EXERCISE BRIEF: Exclude the pictures and return every line exactly as written.

SUPPLIED ENTRIES:
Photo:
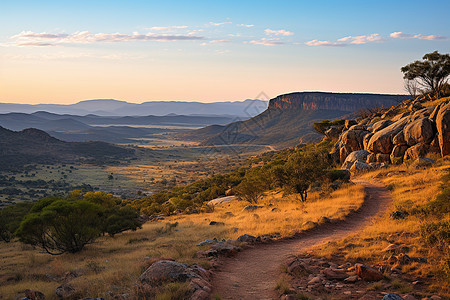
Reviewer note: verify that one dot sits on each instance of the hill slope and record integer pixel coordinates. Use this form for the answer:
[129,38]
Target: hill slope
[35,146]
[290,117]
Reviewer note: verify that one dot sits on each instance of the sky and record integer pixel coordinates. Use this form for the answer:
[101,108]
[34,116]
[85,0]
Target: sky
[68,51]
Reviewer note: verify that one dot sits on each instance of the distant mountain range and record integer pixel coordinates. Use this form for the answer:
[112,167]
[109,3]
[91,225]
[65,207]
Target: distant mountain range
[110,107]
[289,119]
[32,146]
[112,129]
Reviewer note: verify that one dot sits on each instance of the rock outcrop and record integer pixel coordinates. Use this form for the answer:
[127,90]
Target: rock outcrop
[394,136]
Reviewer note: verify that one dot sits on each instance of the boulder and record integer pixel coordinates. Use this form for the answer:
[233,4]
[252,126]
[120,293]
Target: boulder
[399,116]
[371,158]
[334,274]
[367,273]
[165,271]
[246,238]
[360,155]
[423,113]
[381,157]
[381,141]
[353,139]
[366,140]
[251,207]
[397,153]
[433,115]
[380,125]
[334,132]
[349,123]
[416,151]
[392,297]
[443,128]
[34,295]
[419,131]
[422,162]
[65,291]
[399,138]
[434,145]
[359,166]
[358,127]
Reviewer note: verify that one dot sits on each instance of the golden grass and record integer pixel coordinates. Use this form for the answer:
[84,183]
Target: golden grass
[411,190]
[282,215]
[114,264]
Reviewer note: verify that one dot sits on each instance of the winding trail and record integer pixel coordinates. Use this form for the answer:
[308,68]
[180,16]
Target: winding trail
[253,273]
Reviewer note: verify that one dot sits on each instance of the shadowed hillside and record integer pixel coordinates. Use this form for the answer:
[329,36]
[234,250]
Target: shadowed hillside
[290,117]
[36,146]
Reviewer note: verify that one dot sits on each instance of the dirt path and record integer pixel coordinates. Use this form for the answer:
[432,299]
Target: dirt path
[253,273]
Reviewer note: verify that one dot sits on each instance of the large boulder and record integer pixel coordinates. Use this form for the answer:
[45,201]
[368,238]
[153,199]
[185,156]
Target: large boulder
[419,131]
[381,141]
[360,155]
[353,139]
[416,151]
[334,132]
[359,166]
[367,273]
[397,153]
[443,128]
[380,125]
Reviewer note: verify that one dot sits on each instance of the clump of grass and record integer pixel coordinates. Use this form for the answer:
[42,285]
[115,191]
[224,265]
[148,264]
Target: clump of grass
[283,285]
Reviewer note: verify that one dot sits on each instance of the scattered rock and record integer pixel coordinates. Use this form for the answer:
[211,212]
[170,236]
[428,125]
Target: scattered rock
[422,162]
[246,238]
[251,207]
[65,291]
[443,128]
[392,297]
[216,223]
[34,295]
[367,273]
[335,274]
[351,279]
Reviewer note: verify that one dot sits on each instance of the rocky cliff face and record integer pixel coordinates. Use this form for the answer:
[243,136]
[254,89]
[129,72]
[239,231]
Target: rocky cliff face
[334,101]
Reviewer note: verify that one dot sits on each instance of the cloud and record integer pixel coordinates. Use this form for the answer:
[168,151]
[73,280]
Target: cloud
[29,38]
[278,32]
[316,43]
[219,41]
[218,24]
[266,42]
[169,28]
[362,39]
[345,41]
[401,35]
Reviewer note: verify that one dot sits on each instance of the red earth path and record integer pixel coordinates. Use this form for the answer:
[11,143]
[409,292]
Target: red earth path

COMPLETE RESPONSE:
Photo:
Reviewer note: verify that one dot sits on each instance of the hill slope and record integer pixel coordinates. Use this form for the answer:
[129,38]
Target: hill slope
[35,146]
[290,117]
Reviewer note: verify that one dot sits on each instance of the sky and record integer pixel coordinates. Use this form for the answer:
[101,108]
[34,116]
[85,0]
Target: sky
[68,51]
Reviewer note: verify that one dot sits on each instance of the distant mountain range and record integer pixel coordinates. Use this form for the answer:
[112,167]
[109,3]
[91,225]
[65,207]
Target: distant mountain range
[110,107]
[289,119]
[32,146]
[112,129]
Reviewer note: verify that one dot sits on each instance of the rock outcrop and record integer pixel coordinates. Use this form for the answer:
[127,90]
Target: rock outcrop
[394,136]
Reviewer note: verify that one dot sits on each instance of the boulder and record integer pixel coordinates. Use this form for the answer:
[233,4]
[252,126]
[120,293]
Target: boulder
[399,116]
[371,158]
[334,274]
[367,273]
[165,271]
[246,238]
[360,155]
[423,113]
[381,157]
[381,141]
[353,139]
[366,140]
[251,207]
[397,153]
[433,115]
[380,125]
[334,132]
[349,123]
[416,151]
[392,297]
[443,128]
[34,295]
[419,131]
[422,162]
[65,291]
[399,138]
[434,145]
[359,166]
[358,127]
Reviewer note: verify that one dot sits on each instance of the golden grass and record integer pixel coordinates. Use this form for the answer:
[84,183]
Target: golden grass
[411,190]
[282,215]
[114,264]
Reviewer note: verify that one dot sits on each instance of the winding trail and record integer pixel coordinates. Use this form for the answer:
[308,68]
[180,16]
Target: winding trail
[253,273]
Reviewer note: verify that one dot sits on each instance of the shadowed hillside and record integer pixel coordinates. Use this form for the answer:
[329,36]
[234,250]
Target: shadowed hillside
[290,117]
[36,146]
Reviewer note: verify that one dot sits on each instance of the dirt path and record integer pixel coordinates. Use this form for the answer:
[432,299]
Target: dirt path
[253,273]
Reviewer note: verify that one dot sits on each instance of the large boulder and record integer pixel coordinates. Use this form for the answer:
[45,201]
[368,238]
[153,199]
[185,156]
Target: large boulder
[419,131]
[381,141]
[360,155]
[353,139]
[416,151]
[334,132]
[359,166]
[367,273]
[397,153]
[443,128]
[380,125]
Reviewer note: verify that one dot sits on each instance of the clump of grass and record integer pixel coordinates. Use this form for the answer:
[42,285]
[115,191]
[224,265]
[148,264]
Target: clump of grass
[283,285]
Reviewer note: verify that one dot sits on each instance of the scattered rock and record integer pixel coordinates. Use this form for the answer:
[211,212]
[170,236]
[428,125]
Target: scattered rock
[422,162]
[246,238]
[251,207]
[65,291]
[443,128]
[392,297]
[216,223]
[34,295]
[367,273]
[335,274]
[351,279]
Reviewer note: verify that one dot sits on each instance of the rocky cliff face and record integer pixel coordinates. Use this form for the answer:
[243,136]
[254,89]
[129,72]
[239,231]
Target: rocky cliff face
[334,101]
Reviewer note: verify that one dot sits on each instance of the cloud and record integer pixel coordinates. Use this form for the answer:
[168,151]
[73,280]
Target: cloud
[29,38]
[278,32]
[316,43]
[219,41]
[218,24]
[266,42]
[169,28]
[362,39]
[345,41]
[401,35]
Reviewer note: verify that one dot sits on each instance of the red earth path and record integer pixel coordinates. Use this form for the answer:
[11,143]
[409,292]
Target: red earth path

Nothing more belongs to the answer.